Please print each of the items below word for word, from the first line to the last, without changing anything.
-- begin Provided entries --
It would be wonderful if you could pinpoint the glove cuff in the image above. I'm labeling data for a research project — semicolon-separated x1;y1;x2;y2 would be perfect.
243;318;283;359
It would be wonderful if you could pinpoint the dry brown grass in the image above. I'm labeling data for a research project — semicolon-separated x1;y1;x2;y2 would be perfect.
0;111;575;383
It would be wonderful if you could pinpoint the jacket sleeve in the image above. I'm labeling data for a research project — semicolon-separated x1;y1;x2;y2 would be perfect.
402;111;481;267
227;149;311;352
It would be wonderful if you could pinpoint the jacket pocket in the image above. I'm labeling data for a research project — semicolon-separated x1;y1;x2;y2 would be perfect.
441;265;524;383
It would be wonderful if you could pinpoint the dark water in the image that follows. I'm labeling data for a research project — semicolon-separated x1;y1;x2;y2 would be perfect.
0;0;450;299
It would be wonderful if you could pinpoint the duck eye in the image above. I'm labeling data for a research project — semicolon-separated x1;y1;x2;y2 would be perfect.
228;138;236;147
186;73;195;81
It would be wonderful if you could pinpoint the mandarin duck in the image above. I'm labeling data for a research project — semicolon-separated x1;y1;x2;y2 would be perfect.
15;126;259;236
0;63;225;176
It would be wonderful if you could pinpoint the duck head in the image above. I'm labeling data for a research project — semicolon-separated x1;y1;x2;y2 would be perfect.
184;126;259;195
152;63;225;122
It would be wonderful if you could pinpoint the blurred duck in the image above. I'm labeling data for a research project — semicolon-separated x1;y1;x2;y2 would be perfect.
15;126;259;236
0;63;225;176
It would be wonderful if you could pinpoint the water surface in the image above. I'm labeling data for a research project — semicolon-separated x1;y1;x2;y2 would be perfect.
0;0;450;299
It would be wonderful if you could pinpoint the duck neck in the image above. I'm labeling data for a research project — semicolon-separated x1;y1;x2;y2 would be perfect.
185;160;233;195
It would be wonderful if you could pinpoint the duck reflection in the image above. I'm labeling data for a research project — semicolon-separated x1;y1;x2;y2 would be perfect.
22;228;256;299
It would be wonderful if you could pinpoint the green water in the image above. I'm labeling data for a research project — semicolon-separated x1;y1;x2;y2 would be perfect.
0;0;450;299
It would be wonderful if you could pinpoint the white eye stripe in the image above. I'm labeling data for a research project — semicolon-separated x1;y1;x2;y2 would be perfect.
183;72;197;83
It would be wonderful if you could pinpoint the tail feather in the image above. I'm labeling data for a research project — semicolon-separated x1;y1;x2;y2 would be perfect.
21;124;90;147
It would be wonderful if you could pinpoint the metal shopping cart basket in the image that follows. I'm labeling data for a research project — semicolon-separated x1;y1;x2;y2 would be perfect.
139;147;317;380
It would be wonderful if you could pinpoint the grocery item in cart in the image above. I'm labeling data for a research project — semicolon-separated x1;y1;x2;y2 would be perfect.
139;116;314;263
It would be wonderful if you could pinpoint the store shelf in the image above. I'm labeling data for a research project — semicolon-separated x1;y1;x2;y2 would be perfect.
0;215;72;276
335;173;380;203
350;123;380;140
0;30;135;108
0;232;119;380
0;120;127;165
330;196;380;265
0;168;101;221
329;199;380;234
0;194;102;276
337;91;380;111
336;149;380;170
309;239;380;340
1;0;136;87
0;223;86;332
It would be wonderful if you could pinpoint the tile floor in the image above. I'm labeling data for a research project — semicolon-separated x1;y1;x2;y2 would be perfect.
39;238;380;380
-- end Provided entries --
▶ _Problem solution_:
It would be wonderful if you could pinpoint the glove cuff in the image above. I'm labeling data for a research project — semicolon-separated x1;y1;x2;y2 would be perfect.
243;318;283;359
It would be wonderful if you could pinpoint the dry brown grass in the image above. I'm labeling data for a research project — semicolon-separated x1;y1;x2;y2 would be perfect.
0;111;575;383
It would be wonderful if you could pinpoint the jacket sleeve in the image above. I'm labeling data for a research project — semicolon-separated x1;y1;x2;y2 would be perfect.
402;111;481;267
227;149;311;352
It would be wonderful if you could pinpoint the jacket pocket in the image above. I'm labeling data for a research project — semicolon-separated x1;y1;x2;y2 would be perfect.
441;265;524;383
It would be wonderful if you could pinpoint the dark water in the image that follows. I'm labeling data for a research project — semicolon-separated x1;y1;x2;y2 would be perfect.
0;0;450;299
It would be wonderful if you could pinpoint the duck eye in the image above. I'm labeling data for a research project — semicolon-separated x1;y1;x2;y2 would be perfect.
228;138;236;147
186;73;195;81
It would be wonderful if you could pinpoint the mandarin duck in the image above. I'm labeling data for a research project — semicolon-separated x1;y1;x2;y2 would be perfect.
15;126;259;236
0;63;225;176
It would be wonderful if you could pinpoint the duck head in the image above. I'm labeling data for a research project — semicolon-separated x1;y1;x2;y2 would be perfect.
184;126;259;195
152;63;225;122
It would be wonderful if you could pinpoint the blurred duck in the image above. I'm labeling data for a research project — semicolon-separated x1;y1;x2;y2 would be perfect.
15;126;259;236
0;63;225;176
It would be wonderful if you could pinpoint the water surface in the image above. I'm labeling data for a research project — semicolon-separated x1;y1;x2;y2 would be perfect.
0;0;450;299
It would be wonderful if you could pinpoint the duck neck in the image above. I'm labeling data for a research project — semicolon-separated x1;y1;x2;y2 would be perfect.
185;160;233;195
It would be wonderful if you could pinpoint the duck reflection in the image above. I'm labeling data for a research project — semicolon-separated x1;y1;x2;y2 would be perfect.
22;228;256;299
It would be wonderful if you could pinpoint the green water in the image above. I'm labeling data for a research project — semicolon-separated x1;y1;x2;y2 would be perfect.
0;0;450;299
It would be wonderful if you could pinpoint the white eye stripe in the image above. I'm labeling data for a research project — semicolon-separated x1;y1;x2;y2 would be perfect.
183;72;197;83
It would be wonderful if you could pinpoint the tail feather in the image above. I'm labeling data for a research project — semicolon-separated x1;y1;x2;y2 would be perfect.
21;124;90;147
It would be wonderful if you could pinpoint the metal shopping cart basket in the image that follows. I'm labeling data for a research project — semicolon-separated x1;y1;x2;y2 would be perfect.
139;147;317;380
It would be wonderful if you could pinpoint the grocery item in cart in the image above. I'm labeling data for a research project — semicolon-separated x1;y1;x2;y2 would be perfect.
139;116;314;263
It would be wonderful if you could pinpoint the store shelf in the image above. I'm labeling data for a research project — semicolon-separated x1;y1;x2;y2 would be perfect.
0;215;72;276
335;173;380;203
350;123;380;140
0;30;135;108
0;232;119;380
0;120;127;165
330;196;380;265
0;168;101;221
329;199;380;234
0;194;102;276
337;91;380;111
336;149;380;170
309;239;380;340
1;0;136;87
0;223;86;332
It would be wonderful if you could pinpoint the tile floor in the image above. I'm labeling data for a research project — semicolon-separated x1;y1;x2;y2 would be perfect.
39;238;380;380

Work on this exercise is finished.